## What the exercise asks
Turn everything from the line containing "Target: motorcycle fork" down to the final line into a numbered list, leaving out any blank lines.

## Collection entries
##########

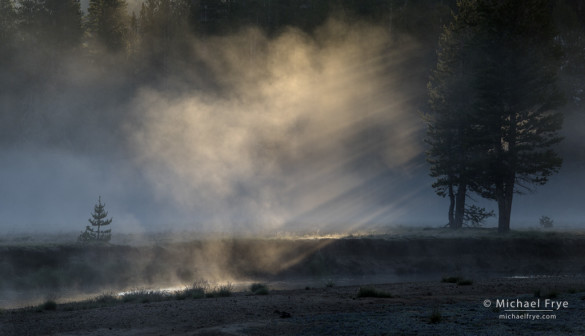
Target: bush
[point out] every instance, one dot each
(372, 292)
(259, 289)
(546, 222)
(48, 305)
(436, 316)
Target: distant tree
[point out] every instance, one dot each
(7, 23)
(107, 23)
(449, 127)
(53, 23)
(493, 96)
(516, 81)
(476, 216)
(164, 31)
(98, 220)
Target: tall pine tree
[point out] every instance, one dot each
(493, 97)
(107, 24)
(516, 81)
(449, 128)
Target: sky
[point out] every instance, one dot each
(318, 133)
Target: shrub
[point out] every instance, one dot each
(48, 305)
(436, 316)
(546, 222)
(372, 292)
(259, 289)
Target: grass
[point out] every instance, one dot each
(145, 296)
(221, 291)
(372, 292)
(259, 289)
(546, 294)
(457, 280)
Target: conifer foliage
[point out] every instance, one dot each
(95, 232)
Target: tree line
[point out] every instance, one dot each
(501, 71)
(494, 99)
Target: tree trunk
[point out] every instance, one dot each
(460, 205)
(504, 198)
(451, 207)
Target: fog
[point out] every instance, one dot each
(291, 132)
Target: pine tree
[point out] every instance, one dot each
(98, 220)
(517, 95)
(449, 129)
(107, 23)
(493, 97)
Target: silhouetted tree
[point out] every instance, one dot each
(517, 89)
(107, 23)
(493, 96)
(53, 23)
(98, 220)
(7, 24)
(449, 124)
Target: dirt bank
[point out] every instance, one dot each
(326, 311)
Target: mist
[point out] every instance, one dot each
(263, 133)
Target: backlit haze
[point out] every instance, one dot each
(287, 133)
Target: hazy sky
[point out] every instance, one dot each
(305, 133)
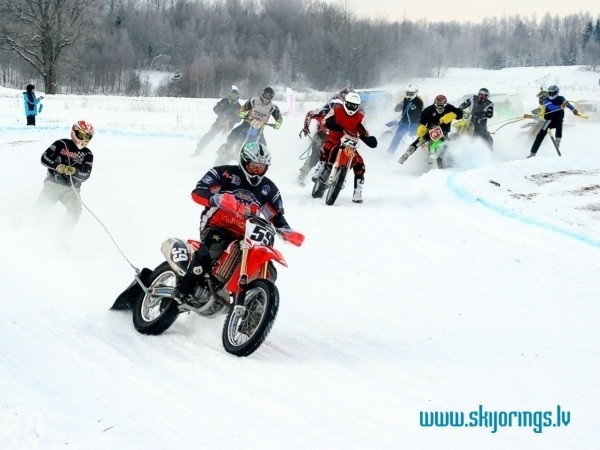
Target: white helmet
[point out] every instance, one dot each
(411, 91)
(254, 161)
(351, 103)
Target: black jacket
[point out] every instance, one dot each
(231, 179)
(411, 109)
(66, 152)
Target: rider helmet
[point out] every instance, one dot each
(483, 94)
(351, 103)
(440, 103)
(234, 94)
(411, 91)
(82, 133)
(267, 95)
(254, 161)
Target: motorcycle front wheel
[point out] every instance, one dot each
(242, 335)
(336, 186)
(155, 314)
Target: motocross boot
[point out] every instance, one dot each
(357, 196)
(318, 170)
(301, 179)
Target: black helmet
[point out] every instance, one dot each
(267, 95)
(440, 103)
(483, 94)
(553, 91)
(254, 161)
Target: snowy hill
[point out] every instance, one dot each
(442, 292)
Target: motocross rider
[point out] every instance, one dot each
(346, 118)
(258, 110)
(318, 115)
(482, 109)
(229, 194)
(440, 113)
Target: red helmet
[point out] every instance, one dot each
(440, 103)
(82, 133)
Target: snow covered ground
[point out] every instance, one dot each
(444, 291)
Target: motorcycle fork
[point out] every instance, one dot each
(243, 281)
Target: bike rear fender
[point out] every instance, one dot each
(257, 257)
(345, 155)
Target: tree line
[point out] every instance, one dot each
(102, 47)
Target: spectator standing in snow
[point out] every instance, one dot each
(32, 103)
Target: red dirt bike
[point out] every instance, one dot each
(241, 286)
(333, 177)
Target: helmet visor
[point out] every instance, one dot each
(83, 136)
(254, 168)
(352, 106)
(266, 97)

##########

## Output of the task
1. Target: motorcycle fork
2. [point out] every instance, one dot each
3. (243, 281)
4. Target: bike rear fender
5. [point out] every instance, one dot each
6. (257, 257)
7. (345, 155)
8. Target: tree line
9. [point out] every instance, one dot each
10. (102, 47)
11. Target: spectator standing in snow
12. [point out] every instance, one dot each
13. (32, 103)
14. Target: red dirt bike
15. [point out] every instance, one dot each
16. (241, 286)
17. (333, 177)
18. Target: helmet visor
19. [point out] every instance, one dot each
20. (83, 136)
21. (254, 168)
22. (352, 106)
23. (266, 97)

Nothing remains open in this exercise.